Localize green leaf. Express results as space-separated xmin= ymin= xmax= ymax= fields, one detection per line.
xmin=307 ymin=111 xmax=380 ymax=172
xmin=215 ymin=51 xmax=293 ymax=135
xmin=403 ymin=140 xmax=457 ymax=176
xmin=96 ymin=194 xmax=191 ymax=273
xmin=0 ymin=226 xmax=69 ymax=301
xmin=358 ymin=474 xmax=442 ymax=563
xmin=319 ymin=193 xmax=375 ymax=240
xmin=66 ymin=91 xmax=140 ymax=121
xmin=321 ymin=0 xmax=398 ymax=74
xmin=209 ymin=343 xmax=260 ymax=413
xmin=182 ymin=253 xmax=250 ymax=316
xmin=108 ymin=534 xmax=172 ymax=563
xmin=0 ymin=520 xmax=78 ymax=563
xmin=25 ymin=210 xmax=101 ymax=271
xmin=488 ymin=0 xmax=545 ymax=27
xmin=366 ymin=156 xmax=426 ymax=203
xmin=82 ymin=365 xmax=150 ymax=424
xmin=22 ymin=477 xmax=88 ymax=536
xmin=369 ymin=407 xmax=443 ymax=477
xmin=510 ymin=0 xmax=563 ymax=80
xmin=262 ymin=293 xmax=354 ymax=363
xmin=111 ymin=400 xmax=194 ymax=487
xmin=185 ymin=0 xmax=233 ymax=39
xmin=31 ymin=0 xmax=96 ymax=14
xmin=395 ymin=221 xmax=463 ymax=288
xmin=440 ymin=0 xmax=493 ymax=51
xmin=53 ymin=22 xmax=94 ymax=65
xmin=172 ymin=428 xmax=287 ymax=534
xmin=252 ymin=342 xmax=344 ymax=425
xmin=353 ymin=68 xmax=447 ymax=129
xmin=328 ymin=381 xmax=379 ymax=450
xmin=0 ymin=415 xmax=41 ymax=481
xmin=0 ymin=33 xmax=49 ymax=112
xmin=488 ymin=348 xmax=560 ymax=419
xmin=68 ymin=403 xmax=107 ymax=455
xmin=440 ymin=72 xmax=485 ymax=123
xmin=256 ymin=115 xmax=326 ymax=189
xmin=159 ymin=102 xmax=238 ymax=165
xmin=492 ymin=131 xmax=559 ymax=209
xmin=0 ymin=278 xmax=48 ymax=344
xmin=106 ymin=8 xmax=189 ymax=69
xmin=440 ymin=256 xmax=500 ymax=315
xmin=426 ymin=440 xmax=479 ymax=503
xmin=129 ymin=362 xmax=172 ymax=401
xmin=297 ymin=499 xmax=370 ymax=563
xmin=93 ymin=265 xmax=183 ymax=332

_ _ _ _

Copy out all of the material above line for line, changing nothing.

**The output**
Localize green leaf. Express results as space-separated xmin= ymin= xmax= ymax= fields, one detection per line.
xmin=307 ymin=111 xmax=380 ymax=172
xmin=215 ymin=51 xmax=293 ymax=135
xmin=403 ymin=140 xmax=457 ymax=176
xmin=96 ymin=194 xmax=191 ymax=273
xmin=0 ymin=226 xmax=69 ymax=301
xmin=358 ymin=474 xmax=442 ymax=563
xmin=319 ymin=193 xmax=375 ymax=240
xmin=66 ymin=91 xmax=140 ymax=121
xmin=321 ymin=0 xmax=398 ymax=74
xmin=209 ymin=343 xmax=260 ymax=413
xmin=182 ymin=253 xmax=250 ymax=316
xmin=108 ymin=534 xmax=172 ymax=563
xmin=0 ymin=520 xmax=78 ymax=563
xmin=25 ymin=210 xmax=101 ymax=271
xmin=488 ymin=0 xmax=545 ymax=27
xmin=366 ymin=156 xmax=426 ymax=203
xmin=82 ymin=365 xmax=150 ymax=424
xmin=22 ymin=477 xmax=88 ymax=536
xmin=369 ymin=407 xmax=443 ymax=477
xmin=510 ymin=0 xmax=563 ymax=80
xmin=262 ymin=293 xmax=354 ymax=363
xmin=111 ymin=400 xmax=194 ymax=487
xmin=185 ymin=0 xmax=233 ymax=39
xmin=31 ymin=0 xmax=96 ymax=14
xmin=395 ymin=221 xmax=463 ymax=288
xmin=440 ymin=0 xmax=493 ymax=51
xmin=53 ymin=22 xmax=94 ymax=65
xmin=172 ymin=428 xmax=287 ymax=534
xmin=252 ymin=342 xmax=344 ymax=425
xmin=353 ymin=68 xmax=447 ymax=129
xmin=328 ymin=381 xmax=379 ymax=450
xmin=0 ymin=415 xmax=41 ymax=481
xmin=0 ymin=33 xmax=49 ymax=112
xmin=488 ymin=348 xmax=560 ymax=419
xmin=68 ymin=403 xmax=107 ymax=455
xmin=440 ymin=72 xmax=485 ymax=123
xmin=256 ymin=115 xmax=326 ymax=189
xmin=159 ymin=102 xmax=238 ymax=165
xmin=492 ymin=131 xmax=559 ymax=209
xmin=0 ymin=278 xmax=48 ymax=344
xmin=106 ymin=8 xmax=189 ymax=69
xmin=440 ymin=256 xmax=500 ymax=315
xmin=426 ymin=440 xmax=479 ymax=503
xmin=129 ymin=362 xmax=172 ymax=401
xmin=297 ymin=499 xmax=370 ymax=563
xmin=93 ymin=265 xmax=183 ymax=332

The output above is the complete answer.